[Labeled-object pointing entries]
**********
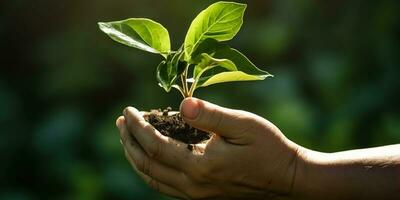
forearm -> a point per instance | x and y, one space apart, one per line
358 174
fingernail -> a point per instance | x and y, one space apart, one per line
190 108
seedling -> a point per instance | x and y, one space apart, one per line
203 53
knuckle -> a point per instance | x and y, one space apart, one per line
215 119
154 184
145 166
155 149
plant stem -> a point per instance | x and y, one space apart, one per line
193 87
184 82
180 89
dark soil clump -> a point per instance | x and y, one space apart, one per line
173 126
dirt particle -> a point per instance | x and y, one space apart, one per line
173 126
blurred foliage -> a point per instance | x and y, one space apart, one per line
63 83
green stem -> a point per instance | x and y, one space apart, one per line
179 88
184 82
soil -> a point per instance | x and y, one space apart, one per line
172 125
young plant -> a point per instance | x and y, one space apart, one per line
203 53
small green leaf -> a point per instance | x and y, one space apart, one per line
220 21
245 70
209 62
170 69
140 33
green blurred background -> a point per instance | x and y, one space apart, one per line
63 83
**********
● **Objective**
Write out all of the items above line by line without changing anything, and leave the pictures out.

● **Written solution**
forearm -> a point per instance | x and y, one space apart, one per line
358 174
fingernail -> a point per instance | x and y, one space apart, one per line
190 108
seedling -> a point per instance | x and y, one space apart, one per line
203 53
knuckle -> a point per instance | x and y, one space apart, one per line
215 119
154 184
145 166
155 149
plant stem -> a point per instance | x and y, one space apart, one per line
193 87
184 82
180 89
dark soil clump -> a point per instance | x and y, one space apart, one per line
173 126
dirt particle -> a point per instance | x and y, one space apart, one per line
173 126
blurred foliage -> a point per instance | x and y, one space apart, one per line
63 83
green stem -> a point per instance | x and y, one space apart, one per line
179 88
184 82
soil -> a point per instance | x and y, one space apart, one per line
172 125
young plant -> a point per instance | x and y, one space apart, one per line
203 53
small green leaf -> a point per instance | x and y, one space apart, one per line
220 21
245 70
209 62
170 69
140 33
green blurred background -> a point per instance | x and y, one space apart, one per line
63 83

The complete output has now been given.